Point localization data:
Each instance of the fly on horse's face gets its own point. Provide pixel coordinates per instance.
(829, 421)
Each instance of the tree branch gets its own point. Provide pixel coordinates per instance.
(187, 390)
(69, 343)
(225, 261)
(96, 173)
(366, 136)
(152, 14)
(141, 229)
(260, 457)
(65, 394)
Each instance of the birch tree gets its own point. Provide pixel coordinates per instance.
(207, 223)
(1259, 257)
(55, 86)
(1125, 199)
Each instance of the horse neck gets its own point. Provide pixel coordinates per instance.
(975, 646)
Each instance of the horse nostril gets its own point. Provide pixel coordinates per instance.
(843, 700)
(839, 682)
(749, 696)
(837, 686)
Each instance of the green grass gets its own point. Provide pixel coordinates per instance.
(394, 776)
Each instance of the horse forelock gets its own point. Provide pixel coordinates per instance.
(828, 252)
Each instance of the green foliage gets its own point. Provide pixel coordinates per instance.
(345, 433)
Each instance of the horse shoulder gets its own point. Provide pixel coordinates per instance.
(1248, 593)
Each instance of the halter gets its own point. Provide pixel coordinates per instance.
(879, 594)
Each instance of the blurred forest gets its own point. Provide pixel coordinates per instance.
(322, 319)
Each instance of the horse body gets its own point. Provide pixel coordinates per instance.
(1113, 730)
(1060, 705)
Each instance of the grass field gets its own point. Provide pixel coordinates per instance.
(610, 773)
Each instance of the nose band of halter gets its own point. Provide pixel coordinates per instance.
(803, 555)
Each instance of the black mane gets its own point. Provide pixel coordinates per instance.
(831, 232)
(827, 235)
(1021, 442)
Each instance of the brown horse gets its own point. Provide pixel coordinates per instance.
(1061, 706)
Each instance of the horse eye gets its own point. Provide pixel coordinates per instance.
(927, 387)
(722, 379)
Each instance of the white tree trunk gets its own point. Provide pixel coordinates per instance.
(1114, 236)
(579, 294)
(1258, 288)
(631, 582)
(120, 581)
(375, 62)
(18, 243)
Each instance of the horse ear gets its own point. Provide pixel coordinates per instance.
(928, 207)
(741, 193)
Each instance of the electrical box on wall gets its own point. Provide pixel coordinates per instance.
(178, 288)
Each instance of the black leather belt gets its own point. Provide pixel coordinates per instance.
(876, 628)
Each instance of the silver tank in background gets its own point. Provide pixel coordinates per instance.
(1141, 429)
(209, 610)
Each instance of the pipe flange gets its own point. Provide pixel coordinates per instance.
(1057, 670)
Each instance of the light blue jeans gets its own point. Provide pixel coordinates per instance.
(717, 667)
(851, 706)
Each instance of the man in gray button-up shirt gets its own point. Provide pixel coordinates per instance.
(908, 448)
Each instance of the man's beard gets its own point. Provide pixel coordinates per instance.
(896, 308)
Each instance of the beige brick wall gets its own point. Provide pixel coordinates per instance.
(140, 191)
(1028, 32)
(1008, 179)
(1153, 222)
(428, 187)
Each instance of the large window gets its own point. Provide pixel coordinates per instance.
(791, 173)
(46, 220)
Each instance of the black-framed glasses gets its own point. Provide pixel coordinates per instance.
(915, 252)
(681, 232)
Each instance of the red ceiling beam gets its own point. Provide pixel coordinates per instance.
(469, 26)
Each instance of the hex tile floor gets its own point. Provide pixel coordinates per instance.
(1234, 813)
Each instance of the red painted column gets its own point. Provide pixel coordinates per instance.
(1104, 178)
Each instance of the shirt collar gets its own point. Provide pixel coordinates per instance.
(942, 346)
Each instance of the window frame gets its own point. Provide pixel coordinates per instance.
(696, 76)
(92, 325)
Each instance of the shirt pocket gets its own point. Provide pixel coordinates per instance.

* _WHAT YOU NEED TO DO_
With the line containing "Each instance of the red ceiling" as the first and the final line of the entries above as the last, write out that span exactly and nothing more.

* _SOLUTION BELOW_
Each instance of the red ceiling beam gets its own point. Provide pixel coordinates per instance.
(469, 26)
Each instance of the hex tile floor gets its own point. Provide pixel coordinates per instance.
(1234, 813)
Each instance of the red painted column gets its own point. Provide pixel coordinates per instance.
(1104, 178)
Each instance of the shirt collar gets its own point. Provide pixel coordinates per instance.
(942, 346)
Each instance of the window frame gets its own point. Provide pixel coordinates per instance.
(696, 76)
(92, 325)
Each instance of the shirt pocket gets its own point. Provide pixel coordinates per instance.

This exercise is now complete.